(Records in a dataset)
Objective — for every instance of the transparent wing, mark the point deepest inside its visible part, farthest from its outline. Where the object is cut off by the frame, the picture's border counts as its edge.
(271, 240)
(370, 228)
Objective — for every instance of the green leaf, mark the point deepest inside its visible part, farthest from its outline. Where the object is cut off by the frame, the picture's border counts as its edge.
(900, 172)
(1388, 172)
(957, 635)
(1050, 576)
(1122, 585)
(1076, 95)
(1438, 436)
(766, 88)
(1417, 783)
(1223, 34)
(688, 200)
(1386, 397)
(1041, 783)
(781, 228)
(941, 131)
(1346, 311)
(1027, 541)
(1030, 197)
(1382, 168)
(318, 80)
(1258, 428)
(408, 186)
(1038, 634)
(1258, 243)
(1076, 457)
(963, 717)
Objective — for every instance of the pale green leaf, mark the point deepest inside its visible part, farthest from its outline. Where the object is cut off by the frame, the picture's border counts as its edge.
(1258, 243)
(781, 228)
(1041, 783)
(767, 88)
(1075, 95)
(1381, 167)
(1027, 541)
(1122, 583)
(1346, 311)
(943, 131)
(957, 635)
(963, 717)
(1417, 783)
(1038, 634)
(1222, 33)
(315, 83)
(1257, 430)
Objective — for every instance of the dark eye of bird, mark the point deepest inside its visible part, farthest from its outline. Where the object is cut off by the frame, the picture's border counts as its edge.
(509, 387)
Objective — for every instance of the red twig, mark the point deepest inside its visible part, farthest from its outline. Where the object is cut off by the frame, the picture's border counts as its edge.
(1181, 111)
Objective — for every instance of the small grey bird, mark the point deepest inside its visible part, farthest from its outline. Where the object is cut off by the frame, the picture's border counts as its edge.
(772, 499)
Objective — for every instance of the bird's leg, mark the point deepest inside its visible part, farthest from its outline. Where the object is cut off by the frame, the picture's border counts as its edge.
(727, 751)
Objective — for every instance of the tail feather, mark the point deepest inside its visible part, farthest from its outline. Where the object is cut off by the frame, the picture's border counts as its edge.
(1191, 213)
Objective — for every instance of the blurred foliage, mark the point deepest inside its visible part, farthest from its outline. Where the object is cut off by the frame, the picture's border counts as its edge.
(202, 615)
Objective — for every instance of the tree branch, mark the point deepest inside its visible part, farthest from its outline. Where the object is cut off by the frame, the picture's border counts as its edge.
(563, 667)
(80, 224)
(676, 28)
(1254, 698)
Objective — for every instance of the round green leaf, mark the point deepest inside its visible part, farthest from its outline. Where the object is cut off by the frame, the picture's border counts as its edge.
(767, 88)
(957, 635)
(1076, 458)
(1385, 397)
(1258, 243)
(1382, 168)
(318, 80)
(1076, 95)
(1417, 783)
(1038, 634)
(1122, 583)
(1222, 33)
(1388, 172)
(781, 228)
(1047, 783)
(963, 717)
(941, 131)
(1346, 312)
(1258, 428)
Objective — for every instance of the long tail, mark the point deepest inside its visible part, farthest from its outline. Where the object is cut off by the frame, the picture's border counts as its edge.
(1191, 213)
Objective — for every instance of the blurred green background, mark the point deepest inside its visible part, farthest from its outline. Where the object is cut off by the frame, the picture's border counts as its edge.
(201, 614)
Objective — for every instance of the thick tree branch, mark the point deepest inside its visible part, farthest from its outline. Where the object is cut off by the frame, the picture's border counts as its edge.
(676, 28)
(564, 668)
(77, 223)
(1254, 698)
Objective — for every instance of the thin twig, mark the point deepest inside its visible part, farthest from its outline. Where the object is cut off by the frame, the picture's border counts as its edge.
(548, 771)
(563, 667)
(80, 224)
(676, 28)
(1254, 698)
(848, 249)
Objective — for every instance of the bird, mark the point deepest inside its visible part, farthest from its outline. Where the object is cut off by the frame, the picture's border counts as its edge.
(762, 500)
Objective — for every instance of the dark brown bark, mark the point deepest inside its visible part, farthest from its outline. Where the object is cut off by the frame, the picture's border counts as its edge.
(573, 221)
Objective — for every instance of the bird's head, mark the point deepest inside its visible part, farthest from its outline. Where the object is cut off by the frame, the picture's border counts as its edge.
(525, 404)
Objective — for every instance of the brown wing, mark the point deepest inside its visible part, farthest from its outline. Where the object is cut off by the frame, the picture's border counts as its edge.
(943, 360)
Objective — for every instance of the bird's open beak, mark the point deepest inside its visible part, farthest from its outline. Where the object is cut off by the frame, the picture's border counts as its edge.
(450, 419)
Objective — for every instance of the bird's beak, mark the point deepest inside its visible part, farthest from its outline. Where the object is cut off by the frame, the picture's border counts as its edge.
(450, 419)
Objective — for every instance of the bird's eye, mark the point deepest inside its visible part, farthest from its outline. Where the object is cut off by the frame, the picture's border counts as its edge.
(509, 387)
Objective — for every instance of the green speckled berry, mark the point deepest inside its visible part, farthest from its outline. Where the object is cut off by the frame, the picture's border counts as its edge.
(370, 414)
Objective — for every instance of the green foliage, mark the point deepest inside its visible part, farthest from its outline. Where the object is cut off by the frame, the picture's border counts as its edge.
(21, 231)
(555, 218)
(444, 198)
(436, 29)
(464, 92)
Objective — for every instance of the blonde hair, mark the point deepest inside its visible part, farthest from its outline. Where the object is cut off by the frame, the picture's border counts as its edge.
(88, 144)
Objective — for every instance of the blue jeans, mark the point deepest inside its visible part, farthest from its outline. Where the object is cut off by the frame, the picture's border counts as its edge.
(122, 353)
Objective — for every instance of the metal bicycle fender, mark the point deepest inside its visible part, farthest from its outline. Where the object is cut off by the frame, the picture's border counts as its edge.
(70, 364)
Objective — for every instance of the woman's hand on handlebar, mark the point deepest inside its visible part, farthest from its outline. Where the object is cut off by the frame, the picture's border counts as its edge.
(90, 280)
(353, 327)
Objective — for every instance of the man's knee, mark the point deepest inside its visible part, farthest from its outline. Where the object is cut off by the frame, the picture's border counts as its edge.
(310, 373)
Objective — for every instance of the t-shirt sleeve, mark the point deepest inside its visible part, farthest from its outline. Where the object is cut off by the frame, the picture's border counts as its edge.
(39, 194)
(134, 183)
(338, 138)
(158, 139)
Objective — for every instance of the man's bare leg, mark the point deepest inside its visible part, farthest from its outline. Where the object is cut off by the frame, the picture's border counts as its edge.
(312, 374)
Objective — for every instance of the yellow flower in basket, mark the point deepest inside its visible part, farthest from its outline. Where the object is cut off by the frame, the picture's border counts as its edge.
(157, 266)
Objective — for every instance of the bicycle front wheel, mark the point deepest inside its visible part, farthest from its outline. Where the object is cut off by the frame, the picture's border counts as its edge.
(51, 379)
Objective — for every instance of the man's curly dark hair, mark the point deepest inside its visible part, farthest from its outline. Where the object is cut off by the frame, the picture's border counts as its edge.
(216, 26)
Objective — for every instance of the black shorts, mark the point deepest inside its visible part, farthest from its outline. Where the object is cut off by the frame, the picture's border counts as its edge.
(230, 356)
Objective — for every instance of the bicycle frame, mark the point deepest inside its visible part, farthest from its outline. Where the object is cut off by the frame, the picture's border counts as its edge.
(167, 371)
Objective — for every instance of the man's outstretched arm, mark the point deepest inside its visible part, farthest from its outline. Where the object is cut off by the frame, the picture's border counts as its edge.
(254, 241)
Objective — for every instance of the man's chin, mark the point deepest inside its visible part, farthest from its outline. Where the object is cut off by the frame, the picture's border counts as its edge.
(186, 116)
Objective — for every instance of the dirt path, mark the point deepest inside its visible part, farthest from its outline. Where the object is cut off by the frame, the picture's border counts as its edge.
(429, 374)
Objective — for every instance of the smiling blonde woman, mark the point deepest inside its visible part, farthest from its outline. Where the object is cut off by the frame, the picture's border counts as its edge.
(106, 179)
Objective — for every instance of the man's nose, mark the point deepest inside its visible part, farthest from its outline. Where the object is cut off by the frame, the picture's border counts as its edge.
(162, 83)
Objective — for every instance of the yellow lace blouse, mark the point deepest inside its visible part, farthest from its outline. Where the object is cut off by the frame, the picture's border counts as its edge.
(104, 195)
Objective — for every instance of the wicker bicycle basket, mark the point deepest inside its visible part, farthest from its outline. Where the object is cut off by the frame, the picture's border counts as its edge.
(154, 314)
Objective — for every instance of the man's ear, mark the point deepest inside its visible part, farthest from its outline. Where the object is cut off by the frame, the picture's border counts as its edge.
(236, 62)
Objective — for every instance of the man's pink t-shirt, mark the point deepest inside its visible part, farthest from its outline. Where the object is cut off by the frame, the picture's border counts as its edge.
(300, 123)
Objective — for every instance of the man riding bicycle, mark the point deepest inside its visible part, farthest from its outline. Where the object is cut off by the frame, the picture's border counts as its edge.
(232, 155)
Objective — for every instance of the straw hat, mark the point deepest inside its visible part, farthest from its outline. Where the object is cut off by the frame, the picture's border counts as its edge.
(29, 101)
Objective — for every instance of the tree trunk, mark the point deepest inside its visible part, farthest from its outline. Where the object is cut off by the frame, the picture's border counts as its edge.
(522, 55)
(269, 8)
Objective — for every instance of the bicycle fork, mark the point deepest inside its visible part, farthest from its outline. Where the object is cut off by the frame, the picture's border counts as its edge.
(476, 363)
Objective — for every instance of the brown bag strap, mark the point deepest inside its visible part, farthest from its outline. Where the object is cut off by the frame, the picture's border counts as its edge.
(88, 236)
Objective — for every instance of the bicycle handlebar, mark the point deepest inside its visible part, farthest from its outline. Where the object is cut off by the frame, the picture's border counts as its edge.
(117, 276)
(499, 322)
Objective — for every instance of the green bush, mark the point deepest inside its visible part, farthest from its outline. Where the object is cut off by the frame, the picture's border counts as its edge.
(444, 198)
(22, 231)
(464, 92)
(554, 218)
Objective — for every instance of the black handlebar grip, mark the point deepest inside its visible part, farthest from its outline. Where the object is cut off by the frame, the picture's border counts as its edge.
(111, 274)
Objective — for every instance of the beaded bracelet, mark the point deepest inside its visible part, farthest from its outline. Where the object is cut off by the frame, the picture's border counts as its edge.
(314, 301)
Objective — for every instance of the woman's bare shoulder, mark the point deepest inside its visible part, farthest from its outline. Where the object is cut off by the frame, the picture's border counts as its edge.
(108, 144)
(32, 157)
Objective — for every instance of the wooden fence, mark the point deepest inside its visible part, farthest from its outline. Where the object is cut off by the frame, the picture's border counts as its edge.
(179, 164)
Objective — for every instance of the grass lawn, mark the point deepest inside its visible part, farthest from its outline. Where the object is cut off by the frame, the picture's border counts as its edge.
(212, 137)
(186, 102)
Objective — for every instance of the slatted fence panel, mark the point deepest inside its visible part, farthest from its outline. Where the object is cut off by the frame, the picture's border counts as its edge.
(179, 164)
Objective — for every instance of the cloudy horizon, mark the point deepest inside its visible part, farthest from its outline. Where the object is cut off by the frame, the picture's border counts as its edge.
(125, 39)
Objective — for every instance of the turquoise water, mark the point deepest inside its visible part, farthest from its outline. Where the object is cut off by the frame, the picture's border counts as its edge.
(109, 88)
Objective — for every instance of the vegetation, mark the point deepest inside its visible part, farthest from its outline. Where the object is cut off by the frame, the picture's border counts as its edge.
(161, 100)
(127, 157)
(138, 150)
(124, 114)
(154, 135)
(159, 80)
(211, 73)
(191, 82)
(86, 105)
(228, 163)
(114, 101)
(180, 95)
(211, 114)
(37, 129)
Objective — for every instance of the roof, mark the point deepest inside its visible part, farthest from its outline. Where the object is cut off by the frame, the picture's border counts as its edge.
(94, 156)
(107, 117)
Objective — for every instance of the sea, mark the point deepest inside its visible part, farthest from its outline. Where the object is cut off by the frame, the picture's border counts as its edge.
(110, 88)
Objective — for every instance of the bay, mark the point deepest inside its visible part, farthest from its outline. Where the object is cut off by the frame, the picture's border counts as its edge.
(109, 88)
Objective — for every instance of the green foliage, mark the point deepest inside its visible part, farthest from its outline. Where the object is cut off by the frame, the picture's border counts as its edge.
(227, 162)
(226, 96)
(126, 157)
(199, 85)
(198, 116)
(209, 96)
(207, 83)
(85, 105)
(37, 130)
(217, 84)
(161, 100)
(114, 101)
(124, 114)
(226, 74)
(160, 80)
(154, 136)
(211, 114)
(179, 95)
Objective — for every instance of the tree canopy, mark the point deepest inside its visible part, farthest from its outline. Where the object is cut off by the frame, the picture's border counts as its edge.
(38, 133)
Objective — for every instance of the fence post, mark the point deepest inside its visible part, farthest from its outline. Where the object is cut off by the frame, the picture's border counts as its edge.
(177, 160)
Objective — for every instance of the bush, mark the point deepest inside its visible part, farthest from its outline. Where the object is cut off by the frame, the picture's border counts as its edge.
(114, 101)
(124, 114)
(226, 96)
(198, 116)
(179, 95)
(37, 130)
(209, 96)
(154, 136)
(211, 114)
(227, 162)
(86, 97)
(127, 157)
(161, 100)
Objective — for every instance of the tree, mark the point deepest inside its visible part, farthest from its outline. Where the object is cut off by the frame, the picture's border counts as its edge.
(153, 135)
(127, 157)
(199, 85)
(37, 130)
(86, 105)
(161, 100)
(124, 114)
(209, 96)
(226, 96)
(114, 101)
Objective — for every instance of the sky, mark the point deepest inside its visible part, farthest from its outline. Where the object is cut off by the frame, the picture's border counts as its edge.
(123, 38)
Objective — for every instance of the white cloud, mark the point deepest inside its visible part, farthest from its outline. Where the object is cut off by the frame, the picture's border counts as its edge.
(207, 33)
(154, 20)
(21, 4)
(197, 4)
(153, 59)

**What to do:**
Please render the records as a numbered list, covering only the part from the start of the records through the line containing "(1181, 111)", that line included. Omit any blank lines.

**Solution for this exercise:**
1. Objective — for every instance of the transparent wing, mark the point deepest inside its visible part, farthest from its outline. Where the object is cut off by the frame, the picture's border counts as its edge.
2. (271, 240)
3. (370, 228)
4. Objective — for every instance of the green leaf, mark the point deepest inside its visible part, farthest from its outline. Where the object is cut off by the frame, the picture's border counts as its edge.
5. (900, 172)
6. (1388, 172)
7. (957, 635)
8. (1050, 576)
9. (1122, 585)
10. (1076, 95)
11. (1438, 436)
12. (766, 88)
13. (1417, 783)
14. (1223, 34)
15. (688, 200)
16. (1386, 397)
17. (1041, 783)
18. (781, 228)
19. (941, 131)
20. (1346, 311)
21. (1027, 541)
22. (1030, 197)
23. (1382, 168)
24. (318, 80)
25. (1258, 428)
26. (408, 186)
27. (1038, 634)
28. (1258, 243)
29. (1076, 457)
30. (963, 717)
31. Objective — for every instance of the pale green leaf, mark the point deepest inside its visible part, farthest from its outline. Where the object is cut off by the frame, the picture's border counts as its edge.
32. (1258, 243)
33. (781, 228)
34. (1041, 783)
35. (767, 88)
36. (1075, 95)
37. (1381, 167)
38. (1027, 541)
39. (1122, 583)
40. (1346, 311)
41. (943, 131)
42. (957, 635)
43. (963, 717)
44. (1417, 783)
45. (1038, 634)
46. (1222, 33)
47. (315, 83)
48. (1257, 430)
49. Objective — for every instance of the dark eye of bird, mark the point deepest inside its visible part, farthest from its outline. Where the object is cut off by the frame, the picture's border counts as its edge.
50. (509, 387)
51. Objective — for every instance of the red twig, mark the point deepest inside its visible part, farthest from its outline. Where the object is cut off by the frame, the picture's border counts as its edge.
52. (1181, 111)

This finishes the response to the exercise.